----- Data supplied -----
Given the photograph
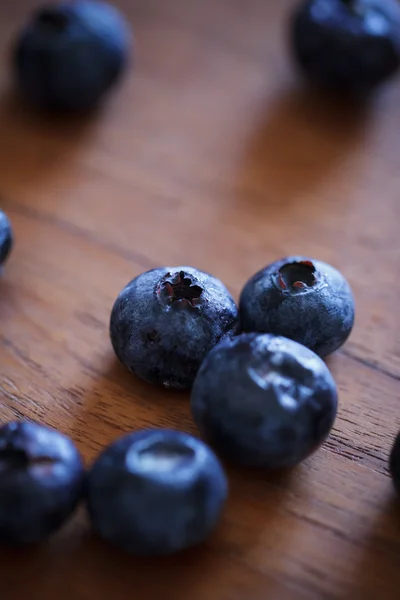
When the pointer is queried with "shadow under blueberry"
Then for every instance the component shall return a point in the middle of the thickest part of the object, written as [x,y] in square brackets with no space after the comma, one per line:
[303,138]
[115,402]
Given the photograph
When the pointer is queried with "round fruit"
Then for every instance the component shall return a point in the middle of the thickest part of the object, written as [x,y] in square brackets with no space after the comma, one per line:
[165,321]
[41,482]
[302,299]
[156,492]
[352,45]
[264,401]
[70,54]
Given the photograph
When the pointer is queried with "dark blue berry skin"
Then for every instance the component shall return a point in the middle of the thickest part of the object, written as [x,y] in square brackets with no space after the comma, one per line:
[41,482]
[350,45]
[264,401]
[165,321]
[156,492]
[70,54]
[6,237]
[302,299]
[394,463]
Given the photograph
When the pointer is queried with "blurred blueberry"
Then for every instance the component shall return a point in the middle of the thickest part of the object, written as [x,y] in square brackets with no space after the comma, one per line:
[70,54]
[41,481]
[351,45]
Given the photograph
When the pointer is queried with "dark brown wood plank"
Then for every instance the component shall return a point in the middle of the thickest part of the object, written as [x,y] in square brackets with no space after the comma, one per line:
[212,154]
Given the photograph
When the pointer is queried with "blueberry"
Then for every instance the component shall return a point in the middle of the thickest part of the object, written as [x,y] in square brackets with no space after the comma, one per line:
[351,45]
[264,401]
[41,478]
[70,54]
[394,463]
[156,492]
[302,299]
[6,237]
[165,321]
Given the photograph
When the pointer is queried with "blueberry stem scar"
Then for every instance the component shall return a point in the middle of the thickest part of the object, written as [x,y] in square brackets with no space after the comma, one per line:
[52,19]
[297,275]
[179,287]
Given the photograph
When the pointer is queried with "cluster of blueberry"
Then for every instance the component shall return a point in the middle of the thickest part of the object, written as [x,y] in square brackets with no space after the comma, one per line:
[260,391]
[70,54]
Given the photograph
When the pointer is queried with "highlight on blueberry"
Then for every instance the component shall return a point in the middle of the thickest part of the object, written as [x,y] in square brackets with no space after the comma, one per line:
[70,54]
[41,482]
[156,492]
[6,237]
[350,45]
[394,463]
[165,321]
[264,401]
[302,299]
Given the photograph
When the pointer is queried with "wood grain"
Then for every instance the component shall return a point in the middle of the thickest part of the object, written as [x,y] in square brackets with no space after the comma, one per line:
[212,154]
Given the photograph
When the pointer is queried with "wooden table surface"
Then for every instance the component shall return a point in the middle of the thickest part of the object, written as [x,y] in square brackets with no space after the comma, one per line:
[211,153]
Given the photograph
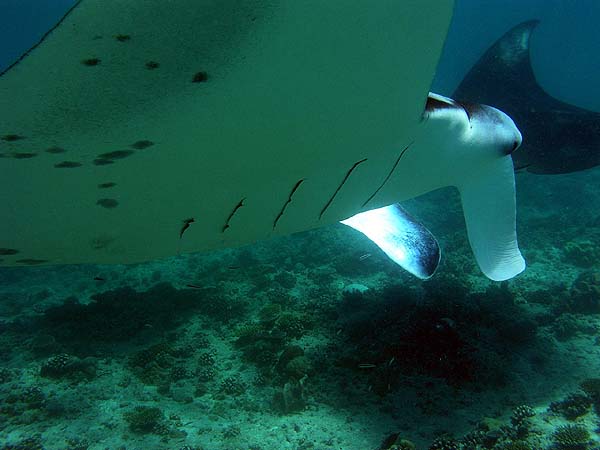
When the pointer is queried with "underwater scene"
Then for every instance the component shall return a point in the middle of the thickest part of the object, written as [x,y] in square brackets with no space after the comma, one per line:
[166,283]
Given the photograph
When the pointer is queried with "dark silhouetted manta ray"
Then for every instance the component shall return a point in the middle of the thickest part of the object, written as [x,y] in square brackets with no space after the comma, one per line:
[557,137]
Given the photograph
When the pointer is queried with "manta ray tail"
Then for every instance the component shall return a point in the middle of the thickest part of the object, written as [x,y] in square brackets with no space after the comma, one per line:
[488,201]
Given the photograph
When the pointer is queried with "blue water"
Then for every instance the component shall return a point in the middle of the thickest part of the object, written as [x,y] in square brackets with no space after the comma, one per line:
[275,346]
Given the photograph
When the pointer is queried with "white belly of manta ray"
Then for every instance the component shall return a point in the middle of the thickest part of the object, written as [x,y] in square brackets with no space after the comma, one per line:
[136,130]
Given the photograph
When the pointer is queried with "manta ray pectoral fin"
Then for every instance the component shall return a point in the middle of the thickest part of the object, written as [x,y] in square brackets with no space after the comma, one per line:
[489,208]
[407,242]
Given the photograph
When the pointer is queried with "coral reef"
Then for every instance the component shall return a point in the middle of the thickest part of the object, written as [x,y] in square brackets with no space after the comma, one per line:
[573,406]
[571,437]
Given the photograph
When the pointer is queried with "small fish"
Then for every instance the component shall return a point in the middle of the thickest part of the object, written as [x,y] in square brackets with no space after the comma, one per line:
[366,366]
[186,225]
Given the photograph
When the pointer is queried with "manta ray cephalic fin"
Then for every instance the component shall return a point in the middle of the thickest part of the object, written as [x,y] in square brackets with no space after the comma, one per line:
[489,208]
[408,243]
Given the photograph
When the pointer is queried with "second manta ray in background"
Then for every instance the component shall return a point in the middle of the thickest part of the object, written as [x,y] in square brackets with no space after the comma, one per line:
[136,130]
[559,137]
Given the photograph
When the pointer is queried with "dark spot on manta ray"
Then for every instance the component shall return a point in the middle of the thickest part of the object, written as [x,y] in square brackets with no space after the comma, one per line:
[67,165]
[108,203]
[31,261]
[19,155]
[12,137]
[117,154]
[140,145]
[91,62]
[55,150]
[200,77]
[103,162]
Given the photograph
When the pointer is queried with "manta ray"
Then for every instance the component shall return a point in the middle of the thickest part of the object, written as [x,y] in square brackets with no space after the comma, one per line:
[560,138]
[142,129]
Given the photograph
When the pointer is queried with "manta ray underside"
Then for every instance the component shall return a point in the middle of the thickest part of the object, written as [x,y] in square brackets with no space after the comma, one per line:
[559,137]
[140,129]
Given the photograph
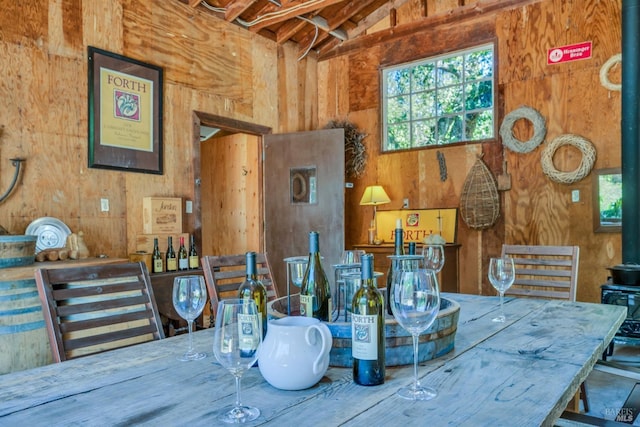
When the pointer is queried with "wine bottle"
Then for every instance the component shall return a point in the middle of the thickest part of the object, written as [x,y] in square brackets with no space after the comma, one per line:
[172,262]
[183,258]
[194,262]
[367,329]
[254,289]
[315,293]
[412,248]
[398,250]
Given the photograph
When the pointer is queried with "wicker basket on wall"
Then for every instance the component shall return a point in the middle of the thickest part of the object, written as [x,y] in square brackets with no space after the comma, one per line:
[479,201]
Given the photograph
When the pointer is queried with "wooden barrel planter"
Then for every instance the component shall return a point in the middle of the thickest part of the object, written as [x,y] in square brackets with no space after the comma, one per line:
[23,338]
[436,341]
[17,251]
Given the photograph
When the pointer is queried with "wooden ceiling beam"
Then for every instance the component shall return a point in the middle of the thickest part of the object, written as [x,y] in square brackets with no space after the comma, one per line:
[457,15]
[295,9]
[236,8]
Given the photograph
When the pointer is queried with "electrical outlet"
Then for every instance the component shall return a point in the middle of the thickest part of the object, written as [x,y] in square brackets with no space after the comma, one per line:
-----
* [Request]
Without the pictures, return the entries exactly as they appear.

* [Task solution]
Given the photograph
When the pointer is queried with "shadow under blueberry"
Then for every instance the component shall return a point in the middle of the thickest part of the object, written as [x,y] in square brackets with no space after the comma, one per line:
[303,138]
[115,402]
Given the photograph
When the pointer is queried with "round fruit"
Then for every instance the component shall return a point in the middle of the thickest part of the object, written as [x,y] in square brackets with no space after the comma, one per line:
[165,321]
[41,482]
[302,299]
[156,492]
[352,45]
[264,401]
[70,54]
Given the photograph
When the pointer is queried with "dark blue berry skin"
Then for every instance the component shall return a point in the middle of the thickest part of the object, written as [x,y] in square brackets with no space after the comma, one per line:
[41,482]
[350,45]
[264,401]
[165,321]
[156,492]
[70,54]
[6,237]
[302,299]
[394,463]
Given the photograph
When the pointer is queried with "blurred blueberry"
Then for every instance the component shall return a point in the middle of the thickest part of the object, written as [x,y] in square brackets with no space after the comma, one per line:
[70,54]
[41,481]
[351,45]
Given the photograph
When the pointer is queried with "dark brown wood plank"
Then for every instance the component shall return a point in the middle of the thickest part of the object, written as [x,y] in square brackets with no space after the comma, one per line:
[212,154]
Given the photograph
When the pointer is queried with "blueberry"
Then for every instance the component shall return a point in the middle of the thickest part of the object, written as [x,y] in square brackets with no space after the comma, one per line:
[351,45]
[264,401]
[41,478]
[70,54]
[394,463]
[156,492]
[302,299]
[6,237]
[165,321]
Given the photograph
When the pointer is queried with "blueberry stem scar"
Then for every instance the component shall return a point in the middle of the thickest part of the object, written as [x,y] in square brackets with no space after the comma, one per line:
[52,19]
[297,275]
[179,287]
Given the photograph
When the pointer is queried with "cluster of blueberry"
Then for every instance the component shall return a point in the middle of the thickest part of the object, written as [x,y] in square brackets with no space after the comma, one per line:
[260,391]
[70,54]
Given the photograph
When the pointer is queried with "highlight on blueberry"
Then for every instance the component shall return a point in the middle of the thickest part of the object, written as [x,y] in square brackets with no space after the comma, one per line:
[70,54]
[41,482]
[156,492]
[6,237]
[350,45]
[394,463]
[165,321]
[264,401]
[302,299]
Given the photograph
When the pointer is queried with "wood grain"
Then for every instance the component shall return a point in the middle of the thickest part of the object, written as [x,y] in square brackets with no space after the comma, one per line:
[212,154]
Given the photograph
When the pointer is queried with "wooden table surface"
Then for every instance the component shall return a point in the middle of the thickest part of the object, written as [x,y] in square brackets with no space after the comma, one per line:
[211,153]
Given the photograph
When the pointer is queried with "underwater scene"
Then for every instance the component shall return a point in the middle of the thickest part of the object, written as [x,y] in square brackets with no space after the comma, one per line:
[166,283]
Given the photograph
When the pointer is queried with "dark silhouetted manta ray"
Then for every instance the component shall return a point in the middle of the thickest part of the object, written as [x,y] in square brackets with no space after the comma, one per line:
[557,137]
Given the photograph
When the pointer is queried with "manta ray tail"
Then for every instance the component shall return a point in the middle of the thickest part of the object, written as [x,y] in square brackets with no space after the comma, one per line:
[488,201]
Given the photograph
When the pointer is queried with "blue water"
Then for every instance the component shall return a point in the middle of the thickest part of the object, written as [x,y] in square brackets with no space after the comma, one per line:
[275,346]
Given the photograph
When the pointer is queried with "white belly of manta ray"
Then for every instance the component shall return a point in the middle of the thickest part of the object, written as [x,y] in square brackets with no space after the comma, one per line:
[136,130]
Given the photograph
When the pointer is queried with "manta ray pectoral fin"
Then for every instance the component shall return a point in the middle of the thickest part of the object, written as [x,y] in square brackets with no space after the comma, one per line:
[489,208]
[407,242]
Given the photograph
When the pointer is queried with "coral reef"
Then for every instance the component shall return a point in the middle of the thickest part of the object, written as [x,y] in square brackets with no space after the comma, one per line:
[573,406]
[571,437]
Given the photograph
When the pointer is queried with "small fish"
Then for every instance the component shall return a point in the middle of the thickest part of the object, written as [x,y] in square brackets with no space after the comma, one per line:
[366,366]
[186,225]
Given the photograph
When the pointer is queried with "manta ray cephalic fin"
Then for every instance the component shall return a point in the middle of the thickest part of the object, written as [x,y] in square brackets with no space after the comma, one per line:
[489,208]
[408,243]
Given the photograph
When the pointer is queried with "second manta ray in background"
Then for every instance the component shall return a point in the middle of the thickest part of the object, written as [x,y] in square brackets with no space after the comma, one per line:
[136,130]
[559,137]
Given the photograph
When the pointer is queried with "dark spot on manta ray"
Then for every instance the component shall return a point in the middle of the thickest part of the object, written as [x,y] in square brackets with no space after the comma, one per line:
[67,165]
[108,203]
[31,261]
[19,155]
[12,137]
[117,154]
[140,145]
[91,62]
[55,150]
[200,77]
[103,162]
Given the photograph
When the pointer is queried with "manta ray"
Then for every instance the component shall return a point in the middle of the thickest part of the object, written as [x,y] in square brackets with no space after the comma, one per line:
[560,138]
[142,129]
Given the photograph
When the pointer is queried with "manta ray underside"
Then for every instance the component shall return a point in the middle of the thickest part of the object, written as [x,y] in square brackets with no space after the comma, one per line:
[559,137]
[140,129]
Given the photograph
When the pointer is queried with "wine bottle"
Then for every instance the component shall return a point in the middle of the thickest part of the object, written as [x,y] in square brackets with no space after the comma, one per line:
[172,262]
[183,258]
[194,262]
[367,329]
[254,289]
[315,293]
[412,248]
[398,250]
Given the photograph
When the pointer is queried with "wicker basket on wall"
Then for every instance the component shall return a point in the middle of the thickest part of the object, written as [x,y] in square brackets with no space after the comma, one per line:
[479,201]
Given the photograph
When the pointer is queried with "wooden barrel planter"
Then for every instance the component shall return a point in the middle of the thickest part of the object, written as [x,y] in square brackets with no space after the comma, one per line:
[23,338]
[436,341]
[17,251]
Given the photograph
When the pointer is queried with "wooden ceiling beam"
Then for every instance the component shall return a point in the middle of the thickest part of the object, written as [x,y] in square brackets with no space after the comma, one per line:
[457,15]
[295,9]
[236,8]
Given the photograph
When the pointer is queried with "electrical outlet"
Then for every instance the component shall return a point in the middle of the thickest part of the object, written as [x,y] in square brackets with no space after the comma, one per line:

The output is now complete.